_Exercise_.
Render the lines below as a JSON list of strings, with one string for each line and any blank lines omitted.
── Material for this exercise
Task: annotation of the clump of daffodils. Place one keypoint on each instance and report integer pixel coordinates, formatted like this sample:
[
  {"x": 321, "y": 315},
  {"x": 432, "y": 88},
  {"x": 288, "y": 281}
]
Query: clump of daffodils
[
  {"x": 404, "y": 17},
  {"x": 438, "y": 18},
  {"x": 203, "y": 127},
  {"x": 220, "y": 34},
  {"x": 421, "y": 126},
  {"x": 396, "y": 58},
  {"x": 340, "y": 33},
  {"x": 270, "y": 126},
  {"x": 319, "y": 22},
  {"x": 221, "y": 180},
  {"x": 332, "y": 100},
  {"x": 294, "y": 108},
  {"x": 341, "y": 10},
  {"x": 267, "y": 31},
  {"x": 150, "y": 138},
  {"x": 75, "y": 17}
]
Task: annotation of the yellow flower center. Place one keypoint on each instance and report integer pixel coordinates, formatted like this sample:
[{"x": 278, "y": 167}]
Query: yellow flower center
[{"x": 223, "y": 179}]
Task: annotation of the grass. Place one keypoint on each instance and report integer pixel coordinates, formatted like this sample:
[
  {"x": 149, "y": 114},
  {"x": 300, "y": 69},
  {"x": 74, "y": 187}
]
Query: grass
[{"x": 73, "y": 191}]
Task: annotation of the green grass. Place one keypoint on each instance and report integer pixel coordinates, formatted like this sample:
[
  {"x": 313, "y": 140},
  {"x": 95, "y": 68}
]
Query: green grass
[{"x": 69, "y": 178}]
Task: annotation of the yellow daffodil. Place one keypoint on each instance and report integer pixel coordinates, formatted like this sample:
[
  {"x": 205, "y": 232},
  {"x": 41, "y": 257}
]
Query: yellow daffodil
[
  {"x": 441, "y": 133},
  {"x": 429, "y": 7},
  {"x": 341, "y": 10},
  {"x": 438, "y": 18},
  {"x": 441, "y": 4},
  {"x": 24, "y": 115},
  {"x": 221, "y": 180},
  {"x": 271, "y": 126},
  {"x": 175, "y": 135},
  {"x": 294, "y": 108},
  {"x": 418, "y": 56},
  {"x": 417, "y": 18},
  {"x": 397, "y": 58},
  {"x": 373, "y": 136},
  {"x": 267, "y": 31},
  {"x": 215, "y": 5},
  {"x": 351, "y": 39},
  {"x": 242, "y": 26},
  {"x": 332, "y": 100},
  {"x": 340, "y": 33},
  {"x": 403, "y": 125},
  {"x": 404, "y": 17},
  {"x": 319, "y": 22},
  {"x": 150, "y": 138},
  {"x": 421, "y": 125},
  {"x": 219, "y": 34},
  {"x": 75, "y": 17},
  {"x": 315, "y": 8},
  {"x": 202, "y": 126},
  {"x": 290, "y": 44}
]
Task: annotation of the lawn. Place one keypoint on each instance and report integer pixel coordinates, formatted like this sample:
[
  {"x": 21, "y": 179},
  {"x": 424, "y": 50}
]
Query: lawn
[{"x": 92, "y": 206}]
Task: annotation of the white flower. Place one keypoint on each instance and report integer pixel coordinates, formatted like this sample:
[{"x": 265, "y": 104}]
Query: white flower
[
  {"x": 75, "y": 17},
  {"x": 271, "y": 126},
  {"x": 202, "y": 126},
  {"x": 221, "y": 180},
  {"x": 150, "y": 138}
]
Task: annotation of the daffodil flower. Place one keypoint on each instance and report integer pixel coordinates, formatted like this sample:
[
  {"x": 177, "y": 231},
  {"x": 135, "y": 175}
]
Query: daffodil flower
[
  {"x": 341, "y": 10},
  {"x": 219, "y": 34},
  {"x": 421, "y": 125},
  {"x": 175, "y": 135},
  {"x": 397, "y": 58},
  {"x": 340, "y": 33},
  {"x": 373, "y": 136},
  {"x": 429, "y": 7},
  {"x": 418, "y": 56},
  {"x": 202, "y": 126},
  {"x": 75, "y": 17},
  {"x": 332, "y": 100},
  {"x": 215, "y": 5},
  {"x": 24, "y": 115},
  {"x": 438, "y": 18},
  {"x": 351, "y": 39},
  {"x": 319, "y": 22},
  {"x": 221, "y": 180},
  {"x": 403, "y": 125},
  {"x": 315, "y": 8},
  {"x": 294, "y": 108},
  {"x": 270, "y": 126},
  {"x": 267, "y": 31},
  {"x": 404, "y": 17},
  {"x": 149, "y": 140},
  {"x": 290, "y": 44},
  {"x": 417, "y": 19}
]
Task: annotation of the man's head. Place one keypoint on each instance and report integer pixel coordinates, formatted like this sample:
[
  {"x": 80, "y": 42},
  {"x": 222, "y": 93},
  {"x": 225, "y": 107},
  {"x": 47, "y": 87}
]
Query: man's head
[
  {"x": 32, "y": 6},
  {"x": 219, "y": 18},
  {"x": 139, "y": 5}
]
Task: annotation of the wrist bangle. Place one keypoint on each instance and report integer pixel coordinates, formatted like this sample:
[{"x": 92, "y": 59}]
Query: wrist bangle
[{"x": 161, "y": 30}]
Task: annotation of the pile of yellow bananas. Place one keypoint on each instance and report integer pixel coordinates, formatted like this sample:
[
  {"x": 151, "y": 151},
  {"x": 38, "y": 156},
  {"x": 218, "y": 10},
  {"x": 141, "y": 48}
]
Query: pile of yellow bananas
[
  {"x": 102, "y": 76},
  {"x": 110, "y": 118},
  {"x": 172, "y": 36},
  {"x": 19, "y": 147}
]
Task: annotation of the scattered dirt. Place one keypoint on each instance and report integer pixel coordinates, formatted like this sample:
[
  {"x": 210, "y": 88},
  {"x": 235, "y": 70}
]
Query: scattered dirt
────
_Solution_.
[
  "Task: annotation of the clump of daffodils. Place one keypoint on each instance and report integer pixel coordinates, formatted like this sample:",
  "[",
  "  {\"x\": 321, \"y\": 315},",
  "  {\"x\": 432, \"y\": 88},",
  "  {\"x\": 288, \"y\": 281}",
  "]",
  "Query: clump of daffodils",
  "[",
  "  {\"x\": 404, \"y\": 17},",
  "  {\"x\": 438, \"y\": 18},",
  "  {\"x\": 203, \"y\": 127},",
  "  {\"x\": 220, \"y\": 34},",
  "  {\"x\": 421, \"y\": 126},",
  "  {\"x\": 396, \"y\": 58},",
  "  {\"x\": 340, \"y\": 33},",
  "  {\"x\": 270, \"y\": 126},",
  "  {\"x\": 319, \"y\": 22},",
  "  {\"x\": 221, \"y\": 180},",
  "  {\"x\": 332, \"y\": 100},",
  "  {\"x\": 294, \"y\": 108},",
  "  {\"x\": 341, \"y\": 10},",
  "  {\"x\": 267, \"y\": 31},",
  "  {\"x\": 150, \"y\": 138},",
  "  {\"x\": 75, \"y\": 17}",
  "]",
  "Task: annotation of the yellow flower center. Place one keypoint on each instance and report integer pixel coordinates, formatted like this sample:",
  "[{\"x\": 278, \"y\": 167}]",
  "Query: yellow flower center",
  "[{\"x\": 223, \"y\": 179}]",
  "Task: annotation of the grass. Place one keypoint on each instance and report integer pixel coordinates, formatted like this sample:",
  "[",
  "  {\"x\": 149, \"y\": 114},",
  "  {\"x\": 300, \"y\": 69},",
  "  {\"x\": 74, \"y\": 187}",
  "]",
  "Query: grass",
  "[{\"x\": 73, \"y\": 191}]",
  "Task: annotation of the green grass. Place one keypoint on each instance and report integer pixel coordinates, formatted like this sample:",
  "[",
  "  {\"x\": 313, \"y\": 140},",
  "  {\"x\": 95, \"y\": 68}",
  "]",
  "Query: green grass",
  "[{\"x\": 69, \"y\": 178}]",
  "Task: annotation of the yellow daffodil. Place one keypoint on each instance and report integer pixel coordinates, formatted like this sample:",
  "[",
  "  {\"x\": 205, \"y\": 232},",
  "  {\"x\": 41, \"y\": 257}",
  "]",
  "Query: yellow daffodil",
  "[",
  "  {\"x\": 441, \"y\": 133},",
  "  {\"x\": 429, \"y\": 7},",
  "  {\"x\": 341, \"y\": 10},",
  "  {\"x\": 438, \"y\": 18},",
  "  {\"x\": 441, \"y\": 4},",
  "  {\"x\": 24, \"y\": 115},",
  "  {\"x\": 221, \"y\": 180},",
  "  {\"x\": 271, \"y\": 126},",
  "  {\"x\": 175, \"y\": 135},",
  "  {\"x\": 294, \"y\": 108},",
  "  {\"x\": 418, \"y\": 56},",
  "  {\"x\": 417, \"y\": 18},",
  "  {\"x\": 397, \"y\": 58},",
  "  {\"x\": 373, \"y\": 136},",
  "  {\"x\": 267, \"y\": 31},",
  "  {\"x\": 215, \"y\": 5},",
  "  {\"x\": 351, \"y\": 39},",
  "  {\"x\": 242, \"y\": 26},",
  "  {\"x\": 332, \"y\": 100},",
  "  {\"x\": 340, \"y\": 33},",
  "  {\"x\": 403, \"y\": 125},",
  "  {\"x\": 404, \"y\": 17},",
  "  {\"x\": 319, \"y\": 22},",
  "  {\"x\": 150, \"y\": 138},",
  "  {\"x\": 421, \"y\": 125},",
  "  {\"x\": 219, \"y\": 34},",
  "  {\"x\": 75, \"y\": 17},",
  "  {\"x\": 315, \"y\": 8},",
  "  {\"x\": 202, \"y\": 126},",
  "  {\"x\": 290, \"y\": 44}",
  "]",
  "Task: annotation of the lawn. Place one keypoint on each instance and report integer pixel coordinates, formatted like this sample:",
  "[",
  "  {\"x\": 21, \"y\": 179},",
  "  {\"x\": 424, \"y\": 50}",
  "]",
  "Query: lawn",
  "[{\"x\": 92, \"y\": 206}]",
  "Task: annotation of the white flower. Place one keypoint on each instance and report integer pixel coordinates, formatted like this sample:",
  "[{\"x\": 265, \"y\": 104}]",
  "Query: white flower",
  "[",
  "  {\"x\": 75, \"y\": 17},",
  "  {\"x\": 271, \"y\": 126},",
  "  {\"x\": 202, \"y\": 126},",
  "  {\"x\": 221, \"y\": 180},",
  "  {\"x\": 150, \"y\": 138}",
  "]",
  "Task: annotation of the daffodil flower. Place one keypoint on each instance and report integer pixel coordinates, formatted like this sample:",
  "[",
  "  {\"x\": 177, \"y\": 231},",
  "  {\"x\": 135, \"y\": 175}",
  "]",
  "Query: daffodil flower",
  "[",
  "  {\"x\": 341, \"y\": 10},",
  "  {\"x\": 219, \"y\": 34},",
  "  {\"x\": 421, \"y\": 125},",
  "  {\"x\": 175, \"y\": 135},",
  "  {\"x\": 397, \"y\": 58},",
  "  {\"x\": 340, \"y\": 33},",
  "  {\"x\": 373, \"y\": 136},",
  "  {\"x\": 429, \"y\": 7},",
  "  {\"x\": 418, \"y\": 56},",
  "  {\"x\": 202, \"y\": 126},",
  "  {\"x\": 75, \"y\": 17},",
  "  {\"x\": 332, \"y\": 100},",
  "  {\"x\": 215, \"y\": 5},",
  "  {\"x\": 24, \"y\": 115},",
  "  {\"x\": 438, \"y\": 18},",
  "  {\"x\": 351, \"y\": 39},",
  "  {\"x\": 319, \"y\": 22},",
  "  {\"x\": 221, \"y\": 180},",
  "  {\"x\": 403, \"y\": 125},",
  "  {\"x\": 315, \"y\": 8},",
  "  {\"x\": 294, \"y\": 108},",
  "  {\"x\": 270, \"y\": 126},",
  "  {\"x\": 267, \"y\": 31},",
  "  {\"x\": 404, \"y\": 17},",
  "  {\"x\": 149, \"y\": 140},",
  "  {\"x\": 290, \"y\": 44},",
  "  {\"x\": 417, \"y\": 19}",
  "]",
  "Task: annotation of the man's head. Place one keypoint on each instance and report integer pixel coordinates, formatted like this sample:",
  "[",
  "  {\"x\": 80, \"y\": 42},",
  "  {\"x\": 222, \"y\": 93},",
  "  {\"x\": 225, \"y\": 107},",
  "  {\"x\": 47, \"y\": 87}",
  "]",
  "Query: man's head",
  "[",
  "  {\"x\": 32, \"y\": 6},",
  "  {\"x\": 219, \"y\": 18},",
  "  {\"x\": 139, \"y\": 5}",
  "]",
  "Task: annotation of the wrist bangle. Place one keypoint on each instance and report integer pixel coordinates, formatted like this sample:",
  "[{\"x\": 92, \"y\": 59}]",
  "Query: wrist bangle",
  "[{\"x\": 161, \"y\": 30}]",
  "Task: annotation of the pile of yellow bananas. Place one keypoint on each instance and report integer pixel coordinates, formatted like this sample:",
  "[",
  "  {\"x\": 151, \"y\": 151},",
  "  {\"x\": 38, \"y\": 156},",
  "  {\"x\": 218, \"y\": 10},",
  "  {\"x\": 141, \"y\": 48}",
  "]",
  "Query: pile of yellow bananas",
  "[",
  "  {\"x\": 102, \"y\": 76},",
  "  {\"x\": 110, \"y\": 118},",
  "  {\"x\": 172, \"y\": 36},",
  "  {\"x\": 19, \"y\": 147}",
  "]",
  "Task: annotation of the scattered dirt. Place one keypoint on each instance and report integer pixel coordinates, formatted like this sample:",
  "[",
  "  {\"x\": 210, \"y\": 88},",
  "  {\"x\": 235, \"y\": 70}",
  "]",
  "Query: scattered dirt"
]